**Liste des tâches:**
1. D'après le compte rendu du Brutal Assault, pourquoi l'équipe n'a-t-elle pas vraiment à lutter pour passer d'une scène principale à l'autre ? Répondez en une à trois phrases.
2. Selon le compte rendu du Brutal Assault, dans quelle forteresse s'est tenue cette 24e édition ?
3. Recopiez du compte rendu du Brutal Assault le passage allant de « Notre introduction vous » à « Clément & Lucinda. ».

Notre introduction vous a plu ? Nous revoici pour la suite de notre reportage sur la 24e édition du Brutal Assault, qui s’est une fois de plus tenue dans la forteresse de Josefov, en République Tchèque.
Une première journée relativement soutenue pour l’équipe, qui ne savait plus où donner de la tête, entre les changements drastiques de température mais aussi les surprenantes (re)découvertes propres à ce lieu atypique…
Par nos envoyés spéciaux Stef, Clément & Lucinda.
MERCREDI 07 AOÛT, JOUR 1
Arrivé dans le courant de l’après-midi, nous constatons déjà un fort taux de remplissage devant les deux scènes principales. A peine le temps de prendre nos marques que notre programme chargé commence: les premières notes du concert d’ENSIFERUM ouvrent la marche sur la Jägermeister.
Le son est très bon (ce sera le cas sur les quatre jours… Du moins devant les Mainstages), les Finlandais motivent la foule, comme à leur habitude, mais sans s’éloigner réellement de sa recette habituelle. On a tantôt droit à « la chanson de la bière ! » ou « La chanson du moshpit ! », qui portent bien leurs surnoms.
ENSIFERUM n’hésite pas à précéder le très scandant In My Sword I Trust d’un break bluesie complètement décalé. Très vite, on aperçoit des flammes crachées depuis les murets de la forteresse. En plein jour, elles se font discrètes, mais on verra qu’elles peuvent être bien plus impressionnantes (et réchauffantes !) de nuit. Le groupe finit sous la première averse de notre séjour, et la marée de festivaliers commence alors à se recouvrir de hoodies et autres ponchos de pluie…

Ensiferum
Pour assister au concert de SOILWORK sur la Sea Shepherd, il nous suffit de faire quelques pas vers la droite – contrairement aux festivals à la surface nettement plus importante, on n’aura pas à lutter réellement pour passer d’une Main à une autre, quelle que soit l’heure. Björn Strid arrive sur l’excellent Arrival avec sa troupe et, lorsqu’il se met à chanter… est inaudible. Heureusement, ce qui s’avère être un simple problème de micro est vite réglé, et on peut alors se réjouir du chant varié, hurlant et passionné de l’artiste.

**Extraits du jeu de données d'étiquetage de points:**
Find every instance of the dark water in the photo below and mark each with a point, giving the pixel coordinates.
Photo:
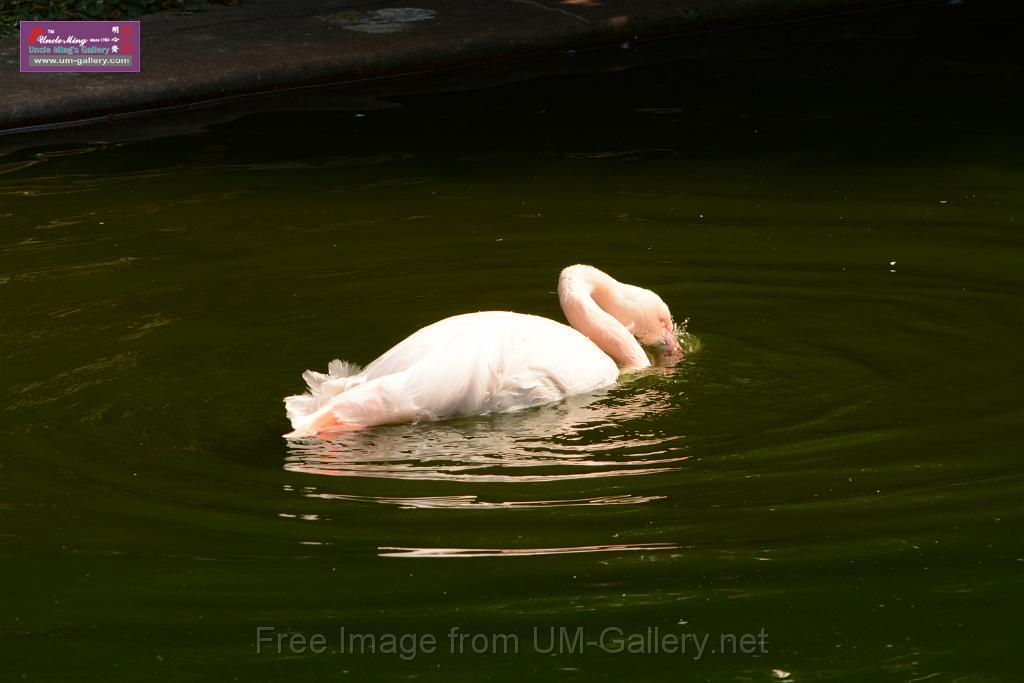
(828, 489)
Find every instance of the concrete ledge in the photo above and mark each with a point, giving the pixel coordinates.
(264, 45)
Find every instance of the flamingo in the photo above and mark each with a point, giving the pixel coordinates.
(493, 361)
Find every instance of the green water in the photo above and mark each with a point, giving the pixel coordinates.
(838, 469)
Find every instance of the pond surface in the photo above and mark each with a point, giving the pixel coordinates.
(829, 488)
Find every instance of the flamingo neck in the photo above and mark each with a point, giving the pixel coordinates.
(580, 290)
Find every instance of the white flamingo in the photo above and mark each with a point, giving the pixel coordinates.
(493, 361)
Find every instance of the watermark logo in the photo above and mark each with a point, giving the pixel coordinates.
(80, 46)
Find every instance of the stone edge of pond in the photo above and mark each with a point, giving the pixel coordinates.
(269, 45)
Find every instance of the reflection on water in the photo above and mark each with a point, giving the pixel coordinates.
(394, 551)
(603, 434)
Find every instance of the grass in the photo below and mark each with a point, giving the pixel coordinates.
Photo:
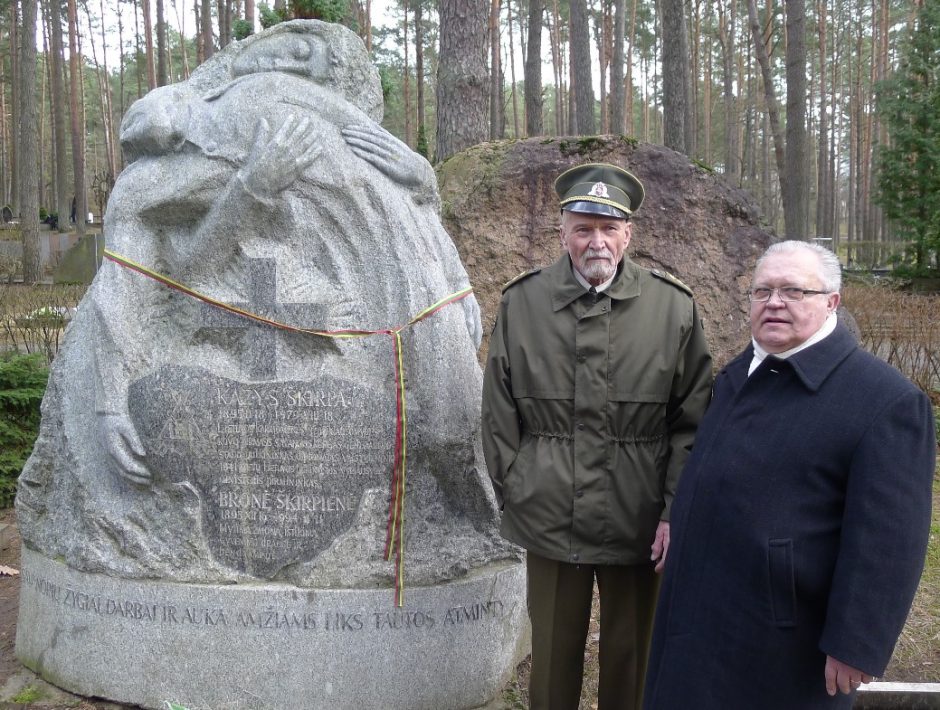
(29, 694)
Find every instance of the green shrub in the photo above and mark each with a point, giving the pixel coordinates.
(22, 384)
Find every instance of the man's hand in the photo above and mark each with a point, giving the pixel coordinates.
(125, 451)
(660, 546)
(843, 678)
(277, 162)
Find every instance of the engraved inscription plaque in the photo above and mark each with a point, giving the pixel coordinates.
(280, 467)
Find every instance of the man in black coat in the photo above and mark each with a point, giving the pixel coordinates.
(802, 517)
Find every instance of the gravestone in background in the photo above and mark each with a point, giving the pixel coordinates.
(206, 511)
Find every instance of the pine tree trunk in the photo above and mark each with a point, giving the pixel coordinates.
(162, 70)
(770, 96)
(208, 46)
(59, 102)
(461, 76)
(29, 147)
(796, 197)
(676, 71)
(726, 37)
(496, 98)
(76, 114)
(406, 76)
(617, 123)
(580, 49)
(512, 72)
(822, 156)
(419, 77)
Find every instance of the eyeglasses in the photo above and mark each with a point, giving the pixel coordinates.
(762, 294)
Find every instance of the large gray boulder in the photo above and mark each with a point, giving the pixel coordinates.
(191, 458)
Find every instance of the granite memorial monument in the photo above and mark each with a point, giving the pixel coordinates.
(258, 481)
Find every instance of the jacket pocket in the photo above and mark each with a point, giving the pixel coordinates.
(782, 582)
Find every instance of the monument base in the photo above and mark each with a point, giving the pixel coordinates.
(256, 646)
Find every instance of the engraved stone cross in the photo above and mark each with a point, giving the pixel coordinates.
(260, 354)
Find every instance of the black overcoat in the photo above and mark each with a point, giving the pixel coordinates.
(798, 531)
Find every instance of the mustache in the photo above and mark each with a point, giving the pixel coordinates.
(597, 254)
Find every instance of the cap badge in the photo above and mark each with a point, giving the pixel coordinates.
(599, 189)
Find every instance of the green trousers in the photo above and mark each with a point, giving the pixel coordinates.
(559, 601)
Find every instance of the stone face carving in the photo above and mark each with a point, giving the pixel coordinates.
(211, 489)
(183, 442)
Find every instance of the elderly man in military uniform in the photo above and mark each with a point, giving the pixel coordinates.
(596, 378)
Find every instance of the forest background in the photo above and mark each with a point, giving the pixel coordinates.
(824, 110)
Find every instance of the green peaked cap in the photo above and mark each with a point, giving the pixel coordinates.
(599, 184)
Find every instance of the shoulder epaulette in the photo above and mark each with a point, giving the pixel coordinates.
(520, 277)
(670, 279)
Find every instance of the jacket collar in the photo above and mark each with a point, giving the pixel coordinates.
(812, 365)
(566, 289)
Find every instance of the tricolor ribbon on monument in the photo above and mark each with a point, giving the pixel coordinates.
(394, 536)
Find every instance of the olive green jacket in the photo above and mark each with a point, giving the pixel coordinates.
(590, 409)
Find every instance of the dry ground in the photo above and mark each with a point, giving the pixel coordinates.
(916, 659)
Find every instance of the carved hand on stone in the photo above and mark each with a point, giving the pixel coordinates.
(117, 434)
(278, 162)
(377, 146)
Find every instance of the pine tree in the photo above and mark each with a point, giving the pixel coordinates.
(909, 166)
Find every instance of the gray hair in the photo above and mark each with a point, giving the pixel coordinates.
(830, 270)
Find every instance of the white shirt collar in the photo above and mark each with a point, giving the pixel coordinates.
(825, 329)
(587, 285)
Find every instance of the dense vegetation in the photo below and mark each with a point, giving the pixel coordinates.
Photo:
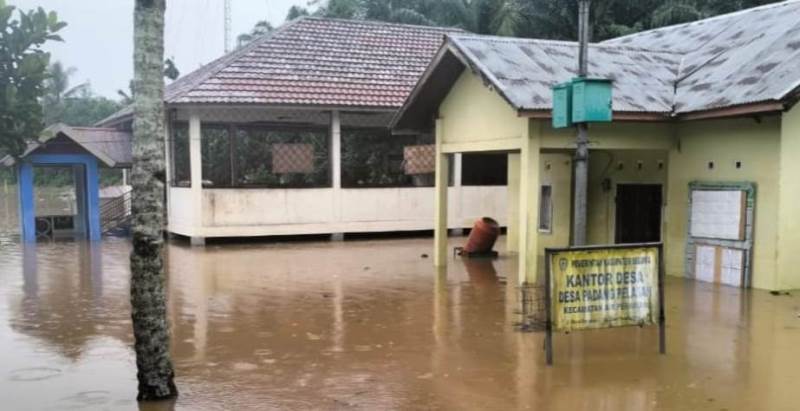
(547, 19)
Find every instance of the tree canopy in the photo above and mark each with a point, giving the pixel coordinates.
(547, 19)
(23, 71)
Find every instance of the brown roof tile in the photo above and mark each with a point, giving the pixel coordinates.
(316, 61)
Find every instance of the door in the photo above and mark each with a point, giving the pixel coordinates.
(638, 213)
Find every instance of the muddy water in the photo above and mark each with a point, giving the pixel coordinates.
(370, 325)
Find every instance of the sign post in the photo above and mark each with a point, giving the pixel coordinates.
(604, 287)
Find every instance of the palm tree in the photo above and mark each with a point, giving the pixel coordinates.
(148, 297)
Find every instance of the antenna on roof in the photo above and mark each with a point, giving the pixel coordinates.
(227, 26)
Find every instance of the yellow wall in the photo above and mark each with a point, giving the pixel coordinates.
(555, 169)
(612, 136)
(724, 142)
(475, 118)
(789, 203)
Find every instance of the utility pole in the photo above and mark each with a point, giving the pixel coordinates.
(227, 26)
(582, 143)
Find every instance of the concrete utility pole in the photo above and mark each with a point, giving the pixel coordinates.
(227, 26)
(582, 146)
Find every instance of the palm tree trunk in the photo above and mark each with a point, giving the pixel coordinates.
(148, 296)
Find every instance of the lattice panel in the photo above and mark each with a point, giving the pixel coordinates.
(420, 159)
(292, 158)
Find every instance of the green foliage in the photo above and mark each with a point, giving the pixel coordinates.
(23, 71)
(74, 106)
(547, 19)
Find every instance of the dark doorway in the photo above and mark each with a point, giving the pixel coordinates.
(638, 213)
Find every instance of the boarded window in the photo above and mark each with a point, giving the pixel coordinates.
(292, 158)
(420, 159)
(546, 209)
(372, 157)
(282, 158)
(718, 214)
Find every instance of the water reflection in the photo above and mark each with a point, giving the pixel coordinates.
(369, 325)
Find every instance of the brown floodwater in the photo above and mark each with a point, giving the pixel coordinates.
(371, 325)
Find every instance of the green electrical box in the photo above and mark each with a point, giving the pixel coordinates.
(591, 100)
(562, 105)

**Réponses dans l'ordre:**
1. Contrairement aux festivals dont la surface est nettement plus importante, celui-ci permet de passer d'une scène principale à une autre en quelques pas, quelle que soit l'heure. Pour aller du concert d'ENSIFERUM sur la Jägermeister à celui de SOILWORK sur la Sea Shepherd, il suffit de faire quelques pas vers la droite.

2. Dans la forteresse de Josefov, en République Tchèque.

3.
Notre introduction vous a plu ? Nous revoici pour la suite de notre reportage sur la 24e édition du Brutal Assault, qui s’est une fois de plus tenue dans la forteresse de Josefov, en République Tchèque.
Une première journée relativement soutenue pour l’équipe, qui ne savait plus où donner de la tête, entre les changements drastiques de température mais aussi les surprenantes (re)découvertes propres à ce lieu atypique…
Par nos envoyés spéciaux Stef, Clément & Lucinda.